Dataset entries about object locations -

|---|

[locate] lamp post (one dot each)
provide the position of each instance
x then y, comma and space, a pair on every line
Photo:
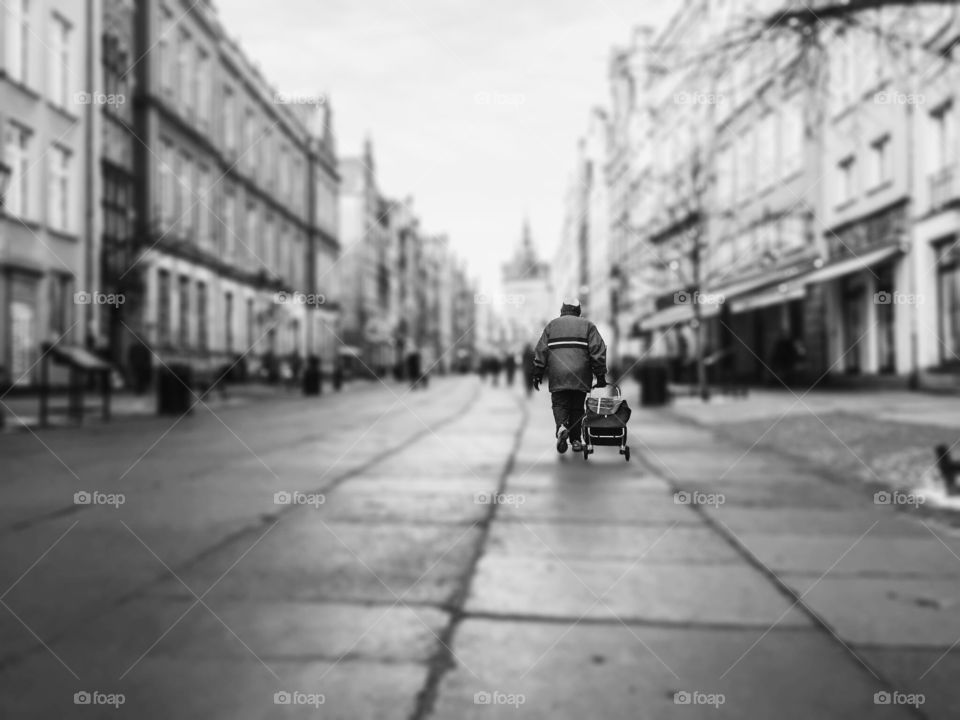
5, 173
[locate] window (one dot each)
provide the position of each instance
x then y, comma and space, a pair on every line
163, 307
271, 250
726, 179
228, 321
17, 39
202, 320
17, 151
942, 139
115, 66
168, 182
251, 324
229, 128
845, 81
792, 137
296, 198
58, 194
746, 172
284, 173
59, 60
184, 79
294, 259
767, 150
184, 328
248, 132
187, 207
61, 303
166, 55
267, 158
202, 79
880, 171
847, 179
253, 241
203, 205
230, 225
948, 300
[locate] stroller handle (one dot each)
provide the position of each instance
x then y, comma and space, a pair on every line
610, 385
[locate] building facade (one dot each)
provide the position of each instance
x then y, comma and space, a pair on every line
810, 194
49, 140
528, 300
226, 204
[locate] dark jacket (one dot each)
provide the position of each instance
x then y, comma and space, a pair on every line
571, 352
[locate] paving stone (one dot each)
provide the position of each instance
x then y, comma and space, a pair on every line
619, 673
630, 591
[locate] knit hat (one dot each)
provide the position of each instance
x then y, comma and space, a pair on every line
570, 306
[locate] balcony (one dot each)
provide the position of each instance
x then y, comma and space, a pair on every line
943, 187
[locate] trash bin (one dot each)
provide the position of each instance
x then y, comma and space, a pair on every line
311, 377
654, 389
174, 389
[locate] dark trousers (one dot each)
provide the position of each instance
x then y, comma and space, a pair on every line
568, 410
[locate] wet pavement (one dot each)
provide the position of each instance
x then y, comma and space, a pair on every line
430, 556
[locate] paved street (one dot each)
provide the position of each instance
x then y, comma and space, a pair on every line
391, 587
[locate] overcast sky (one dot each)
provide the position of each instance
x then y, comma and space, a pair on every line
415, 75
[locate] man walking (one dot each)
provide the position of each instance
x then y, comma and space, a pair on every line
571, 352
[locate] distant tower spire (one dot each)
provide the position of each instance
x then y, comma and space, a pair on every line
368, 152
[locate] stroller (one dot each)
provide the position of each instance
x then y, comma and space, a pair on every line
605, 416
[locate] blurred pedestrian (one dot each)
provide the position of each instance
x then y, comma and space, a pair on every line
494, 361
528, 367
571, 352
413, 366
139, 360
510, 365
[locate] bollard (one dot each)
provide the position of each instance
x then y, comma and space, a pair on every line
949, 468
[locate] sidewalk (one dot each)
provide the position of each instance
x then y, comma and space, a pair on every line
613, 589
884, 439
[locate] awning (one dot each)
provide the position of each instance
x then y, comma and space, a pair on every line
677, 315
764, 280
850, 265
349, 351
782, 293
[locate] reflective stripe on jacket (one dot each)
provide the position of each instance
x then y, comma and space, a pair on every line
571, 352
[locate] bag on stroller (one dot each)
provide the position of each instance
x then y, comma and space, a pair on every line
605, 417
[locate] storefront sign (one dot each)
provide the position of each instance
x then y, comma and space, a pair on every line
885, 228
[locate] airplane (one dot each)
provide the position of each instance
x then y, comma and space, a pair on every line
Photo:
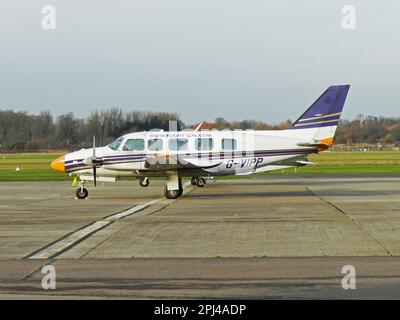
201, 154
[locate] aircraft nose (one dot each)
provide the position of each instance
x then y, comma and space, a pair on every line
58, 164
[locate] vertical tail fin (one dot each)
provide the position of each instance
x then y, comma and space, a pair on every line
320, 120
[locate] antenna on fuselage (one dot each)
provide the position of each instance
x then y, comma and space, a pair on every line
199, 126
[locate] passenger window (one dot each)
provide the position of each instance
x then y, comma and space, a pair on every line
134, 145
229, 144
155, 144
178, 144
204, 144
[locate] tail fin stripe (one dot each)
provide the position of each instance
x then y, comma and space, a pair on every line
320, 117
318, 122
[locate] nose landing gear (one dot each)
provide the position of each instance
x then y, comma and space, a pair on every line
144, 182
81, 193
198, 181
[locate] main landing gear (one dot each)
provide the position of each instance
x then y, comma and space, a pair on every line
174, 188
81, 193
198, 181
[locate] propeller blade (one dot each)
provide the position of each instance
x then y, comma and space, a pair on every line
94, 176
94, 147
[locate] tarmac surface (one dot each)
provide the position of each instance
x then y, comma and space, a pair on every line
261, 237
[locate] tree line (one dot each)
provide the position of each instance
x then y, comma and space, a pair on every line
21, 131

|---|

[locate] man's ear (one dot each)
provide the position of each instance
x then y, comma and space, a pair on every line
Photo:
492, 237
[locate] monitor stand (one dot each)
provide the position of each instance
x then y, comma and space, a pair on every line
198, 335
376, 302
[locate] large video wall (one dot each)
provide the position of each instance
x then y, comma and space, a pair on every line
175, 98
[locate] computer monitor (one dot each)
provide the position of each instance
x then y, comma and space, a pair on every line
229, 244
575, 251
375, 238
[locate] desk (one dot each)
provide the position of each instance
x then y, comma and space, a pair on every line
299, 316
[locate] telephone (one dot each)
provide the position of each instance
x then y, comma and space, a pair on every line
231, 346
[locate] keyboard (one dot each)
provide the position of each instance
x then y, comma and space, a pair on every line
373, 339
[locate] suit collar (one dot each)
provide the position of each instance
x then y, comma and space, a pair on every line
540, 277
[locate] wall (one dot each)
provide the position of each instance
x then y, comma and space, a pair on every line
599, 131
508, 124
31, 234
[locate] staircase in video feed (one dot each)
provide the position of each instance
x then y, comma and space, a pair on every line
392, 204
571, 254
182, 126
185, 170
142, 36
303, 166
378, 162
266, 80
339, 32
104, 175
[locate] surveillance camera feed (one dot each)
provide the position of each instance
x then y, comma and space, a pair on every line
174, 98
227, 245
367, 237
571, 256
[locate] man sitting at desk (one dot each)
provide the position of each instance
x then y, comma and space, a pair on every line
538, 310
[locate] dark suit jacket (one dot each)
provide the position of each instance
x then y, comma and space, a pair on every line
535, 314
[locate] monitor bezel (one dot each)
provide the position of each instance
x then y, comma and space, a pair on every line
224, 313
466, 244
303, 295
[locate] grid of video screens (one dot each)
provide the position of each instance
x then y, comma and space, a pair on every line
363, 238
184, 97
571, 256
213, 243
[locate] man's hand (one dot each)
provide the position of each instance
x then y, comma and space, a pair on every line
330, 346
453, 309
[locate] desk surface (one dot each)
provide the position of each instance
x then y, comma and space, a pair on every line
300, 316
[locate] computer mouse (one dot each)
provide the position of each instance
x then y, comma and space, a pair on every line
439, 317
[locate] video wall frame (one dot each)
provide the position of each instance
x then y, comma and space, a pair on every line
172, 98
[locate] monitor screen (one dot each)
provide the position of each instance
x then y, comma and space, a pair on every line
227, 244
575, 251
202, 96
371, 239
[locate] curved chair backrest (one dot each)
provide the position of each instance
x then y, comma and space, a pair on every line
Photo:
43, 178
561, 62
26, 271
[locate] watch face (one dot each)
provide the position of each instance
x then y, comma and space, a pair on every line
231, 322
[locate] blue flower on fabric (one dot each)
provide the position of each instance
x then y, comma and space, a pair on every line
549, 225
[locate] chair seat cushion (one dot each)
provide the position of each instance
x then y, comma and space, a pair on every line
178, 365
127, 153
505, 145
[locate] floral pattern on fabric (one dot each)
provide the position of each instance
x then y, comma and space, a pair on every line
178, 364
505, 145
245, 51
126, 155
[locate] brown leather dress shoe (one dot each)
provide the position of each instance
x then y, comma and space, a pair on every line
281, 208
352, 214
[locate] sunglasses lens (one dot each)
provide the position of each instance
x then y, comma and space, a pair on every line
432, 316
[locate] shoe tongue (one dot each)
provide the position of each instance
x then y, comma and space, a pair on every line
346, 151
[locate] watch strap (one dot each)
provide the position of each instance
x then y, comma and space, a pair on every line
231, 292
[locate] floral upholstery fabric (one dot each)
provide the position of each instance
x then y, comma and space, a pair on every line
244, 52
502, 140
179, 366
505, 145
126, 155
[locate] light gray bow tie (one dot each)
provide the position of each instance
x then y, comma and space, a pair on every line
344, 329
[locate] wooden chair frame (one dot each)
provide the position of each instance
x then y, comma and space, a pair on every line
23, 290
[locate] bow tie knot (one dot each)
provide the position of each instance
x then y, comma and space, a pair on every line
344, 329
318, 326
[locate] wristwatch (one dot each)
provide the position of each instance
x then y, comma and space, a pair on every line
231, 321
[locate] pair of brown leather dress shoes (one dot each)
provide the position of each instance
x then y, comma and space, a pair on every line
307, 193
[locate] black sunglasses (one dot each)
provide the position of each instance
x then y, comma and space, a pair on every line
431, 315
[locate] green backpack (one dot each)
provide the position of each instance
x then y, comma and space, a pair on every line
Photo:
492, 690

|---|

Task brief - Collect every line of the entries above that contains the word "nose". Letter case counts.

Answer to this exercise -
[locate] aircraft nose (one dot each)
[locate] nose landing gear (one dot each)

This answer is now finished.